Page extract –
[Begin]

Colloq – a new service for attendees, speakers and event organisers

Often we create new services or products, because we miss a specific functionality in the existing or something bothers us too much. Or, a service that used to be a usable service (we can discuss if it ever was really good), is not developed further any more. One example is Lanyrd. It is a dying service/platform, stuck in maintenance mode for months now, so that people start to build new services. Though Lanyrd never was nowhere near perfect, many people used it to build their schedule for the event-year, have shown which events they go to and organised/checked whom they meet at those events and speakers had a back catalogue in which countries and at which events they had spoken. But when people asked for more functionality or for how Lanyrd might be and help in the future, no one gave answers. So pretty much after Eventbrite bought Lanyrd, it was stuck in more or less the same state.

Services for Speakers

For the last couple of months I have seen new platforms popping up. There is Notist, by Rachel Andrew and Drew McLellan, a service for speakers to create your speaking portfolio. You can share your talks, collect coverage like sketch notes and photos for this talk and so on. Then there is Speakerdex by Michael Flarup. Speakerdex is also targeting speakers. They can post their talk descriptions and details about length and content, as well as a recorded video of the talk, if existing.

So this is not only a nice way for speakers to collect their material and details about the talk to have a speaking portfolio, but also for people to find and watch videos of talks.

What’s next for attendees and event organiser

I, for a while, moan about the lack of a good event catalogue, where organisers and people who attend many events, can post events. A place, where you can check, if other events take place, when you plan yours. A place, where people can have a look and see which events you attend. Lanyrd, back in the days, was doing quite a good job with this. It also did quite a good job, if organisers did their job, to collect coverage, which I do with beyond tellerrand since the launch of the new website in 2015, as my pages automatically turn into an archive and every speaker page contains everything related to her/his talk.

[End]

Exercise A –
Who are the people named in the Colloq post as the creators of the new speaker platforms? List all of them.
Exercise B –
Answer these questions from the Colloq post:
(i) Which company bought Lanyrd?
(ii) Besides talk descriptions, what can speakers post on Speakerdex?
(iii) In what year was the new beyond tellerrand website launched?
Exercise C –
Quote the stretch of the Colloq post from "So this is not" through "to her/his talk.".

Available data –
[Begin]

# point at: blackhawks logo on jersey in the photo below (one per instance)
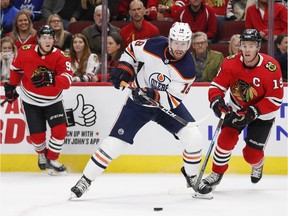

[End]

Exercise solution A –
Rachel Andrew
Drew McLellan
Michael Flarup

Exercise solution B –
(i) Eventbrite.
(ii) Details about the length and content of the talk, and a recorded video of the talk if one exists.
(iii) 2015.

Exercise solution C –
So this is not only a nice way for speakers to collect their material and details about the talk to have a speaking portfolio, but also for people to find and watch videos of talks.

What’s next for attendees and event organiser

I, for a while, moan about the lack of a good event catalogue, where organisers and people who attend many events, can post events. A place, where you can check, if other events take place, when you plan yours. A place, where people can have a look and see which events you attend. Lanyrd, back in the days, was doing quite a good job with this. It also did quite a good job, if organisers did their job, to collect coverage, which I do with beyond tellerrand since the launch of the new website in 2015, as my pages automatically turn into an archive and every speaker page contains everything related to her/his talk.